**Work task**
Could every line of the data be copied out once more, exactly?

_ _ _ _ _ _ _

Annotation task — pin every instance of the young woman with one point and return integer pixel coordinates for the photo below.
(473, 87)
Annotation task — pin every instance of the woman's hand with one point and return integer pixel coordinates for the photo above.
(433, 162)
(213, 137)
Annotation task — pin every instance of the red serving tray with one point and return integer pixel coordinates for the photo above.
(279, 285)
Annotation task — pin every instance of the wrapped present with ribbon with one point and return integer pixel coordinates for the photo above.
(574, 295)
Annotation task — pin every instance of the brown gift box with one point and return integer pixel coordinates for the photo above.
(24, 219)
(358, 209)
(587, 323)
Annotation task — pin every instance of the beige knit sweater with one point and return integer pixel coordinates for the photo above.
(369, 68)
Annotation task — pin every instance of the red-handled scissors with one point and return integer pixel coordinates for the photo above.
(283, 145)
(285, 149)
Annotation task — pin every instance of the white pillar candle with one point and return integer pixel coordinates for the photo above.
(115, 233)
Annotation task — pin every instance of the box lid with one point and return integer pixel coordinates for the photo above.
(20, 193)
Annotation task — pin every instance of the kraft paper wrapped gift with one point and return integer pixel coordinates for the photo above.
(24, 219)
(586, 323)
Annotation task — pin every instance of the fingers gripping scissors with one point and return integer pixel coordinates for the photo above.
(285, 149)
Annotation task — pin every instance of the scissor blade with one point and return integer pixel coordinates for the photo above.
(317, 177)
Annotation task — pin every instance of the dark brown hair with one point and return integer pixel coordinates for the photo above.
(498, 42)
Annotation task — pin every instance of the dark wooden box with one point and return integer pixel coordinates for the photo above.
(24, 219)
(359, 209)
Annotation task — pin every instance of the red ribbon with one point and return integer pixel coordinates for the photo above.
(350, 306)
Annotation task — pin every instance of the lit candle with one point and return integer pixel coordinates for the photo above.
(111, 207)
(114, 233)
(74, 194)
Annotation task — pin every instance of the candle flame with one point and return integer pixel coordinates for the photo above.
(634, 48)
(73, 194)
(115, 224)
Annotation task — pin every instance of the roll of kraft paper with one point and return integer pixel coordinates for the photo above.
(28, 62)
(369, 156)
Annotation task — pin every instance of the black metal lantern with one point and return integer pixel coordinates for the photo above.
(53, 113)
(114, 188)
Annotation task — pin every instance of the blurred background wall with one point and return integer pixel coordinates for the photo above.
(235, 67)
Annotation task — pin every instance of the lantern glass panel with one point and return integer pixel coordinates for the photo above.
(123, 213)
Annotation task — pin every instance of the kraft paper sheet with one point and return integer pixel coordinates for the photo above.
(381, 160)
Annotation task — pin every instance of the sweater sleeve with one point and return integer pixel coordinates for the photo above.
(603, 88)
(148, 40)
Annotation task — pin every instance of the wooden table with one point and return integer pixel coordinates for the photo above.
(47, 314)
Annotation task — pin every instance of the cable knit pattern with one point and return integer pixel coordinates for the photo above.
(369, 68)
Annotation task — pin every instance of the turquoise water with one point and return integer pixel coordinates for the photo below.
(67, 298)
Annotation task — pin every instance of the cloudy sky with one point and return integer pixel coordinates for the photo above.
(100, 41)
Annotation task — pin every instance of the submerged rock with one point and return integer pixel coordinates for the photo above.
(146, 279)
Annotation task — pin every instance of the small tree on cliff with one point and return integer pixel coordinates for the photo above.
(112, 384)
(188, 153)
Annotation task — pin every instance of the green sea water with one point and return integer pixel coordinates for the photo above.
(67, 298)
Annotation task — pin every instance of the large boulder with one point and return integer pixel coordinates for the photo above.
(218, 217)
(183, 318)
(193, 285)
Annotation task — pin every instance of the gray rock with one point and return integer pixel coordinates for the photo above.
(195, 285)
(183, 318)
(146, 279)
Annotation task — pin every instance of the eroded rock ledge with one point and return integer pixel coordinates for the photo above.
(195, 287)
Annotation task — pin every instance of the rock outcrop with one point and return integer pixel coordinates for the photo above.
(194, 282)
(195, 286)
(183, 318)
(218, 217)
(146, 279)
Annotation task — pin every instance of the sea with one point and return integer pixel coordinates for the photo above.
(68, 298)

_ _ _ _ _ _ _

**Output for this exercise**
Annotation task — pin every instance of the young woman with one point and return integer pixel coordinates for the photo below.
(473, 87)
Annotation task — pin every instance of the woman's hand with one point and return integer pixel coordinates for the photo above.
(433, 162)
(213, 137)
Annotation task — pin every instance of the red serving tray with one point and return integer pixel coordinates for the photo above.
(279, 285)
Annotation task — pin every instance of the wrapped present with ribbon with one point and return integer pixel coordinates for the photo above.
(574, 295)
Annotation task — pin every instance of the brown gift box with one point and return integer pixel coordinates for the photo above.
(24, 219)
(358, 209)
(587, 323)
Annotation task — pin every instance of the beige knit sweater with one point and return integer pixel coordinates for the photo above.
(369, 68)
Annotation task — pin every instance of the red-handled scissors with one point and return integer pixel coordinates for the photo above.
(283, 145)
(285, 149)
Annotation task — pin every instance of the white pillar candle with one point and return integer pixel coordinates for the photo above.
(115, 233)
Annotation task — pin every instance of the box lid with one point and return integer pixel coordinates for the photo above.
(20, 193)
Annotation task — pin every instance of the kraft paper wrapped gift with one point and return integer pixel coordinates for the photo above.
(24, 219)
(586, 323)
Annotation task — pin every instance of the fingers gripping scissors with one point and return integer pixel coordinates for the photo above.
(285, 149)
Annotation task — pin every instance of the scissor blade with one point and return integer pixel coordinates for the photo above.
(317, 177)
Annotation task — pin every instance of the dark brown hair with one point and return integer pixel coordinates for the photo above.
(498, 42)
Annotation task — pin every instance of the dark wooden box with one point and return integer pixel coordinates for the photo above.
(24, 219)
(359, 209)
Annotation task — pin every instance of the red ribbon with one point and return integer pixel coordinates for the photo above.
(350, 306)
Annotation task — pin every instance of the lit candle with one point and return integer pixel coordinates for the photo above.
(111, 207)
(114, 233)
(74, 194)
Annotation task — pin every instance of the candle flame with one point and return integer pixel coordinates for the photo above.
(634, 48)
(73, 194)
(115, 224)
Annotation task — pin every instance of the roll of kraft paper with one point and return integer pixel coordinates for the photo above.
(28, 62)
(369, 156)
Annotation task — pin every instance of the black metal lantern with one point and return integer pixel coordinates for the photo above.
(53, 113)
(114, 188)
Annotation task — pin every instance of the blurred background wall with one point and return integer pixel coordinates for the photo above.
(235, 67)
Annotation task — pin every instance of the lantern glass panel with one point and return integer pixel coordinates for the photo above.
(123, 213)
Annotation task — pin every instance of the kraft paper sheet with one point and return integer pixel coordinates for the photo above.
(381, 160)
Annotation task — pin every instance of the sweater sleeve with one point and return integer pixel coordinates for the photo above.
(603, 88)
(148, 40)
Annotation task — pin every instance of the wooden table with one point and return integer pixel coordinates for the photo above.
(47, 314)
Annotation task — pin every instance of the cable knit pattern with one point and return integer pixel coordinates for the photo above.
(369, 68)
Annotation task — pin every instance of the turquoise water with one point and return integer pixel coordinates for the photo below.
(67, 298)
Annotation task — pin every instance of the cloudy sky with one point and return integer pixel coordinates for the photo above.
(100, 41)
Annotation task — pin every instance of the submerged rock with one point and return integer pixel coordinates for the photo above.
(146, 279)
Annotation task — pin every instance of the small tree on cliff with one point and return integer pixel coordinates for the photo above.
(112, 384)
(188, 153)
Annotation task — pin every instance of the green sea water with one point and return integer pixel coordinates for the photo above.
(67, 298)
Annotation task — pin every instance of the large boulder with one point and return integer pixel coordinates for the photo above.
(218, 217)
(183, 318)
(193, 285)
Annotation task — pin every instance of the gray rock with one point and return integer pixel coordinates for the photo above.
(195, 285)
(183, 318)
(146, 279)
Annotation task — pin every instance of the eroded rock ledge with one point and return integer pixel coordinates for the photo above.
(195, 287)
Annotation task — pin every instance of the rock outcrop with one point and return integer pixel coordinates for the photo above.
(194, 282)
(195, 286)
(183, 318)
(218, 217)
(146, 279)
Annotation task — pin every instance of the sea with one point and return integer pixel coordinates for the photo above.
(68, 298)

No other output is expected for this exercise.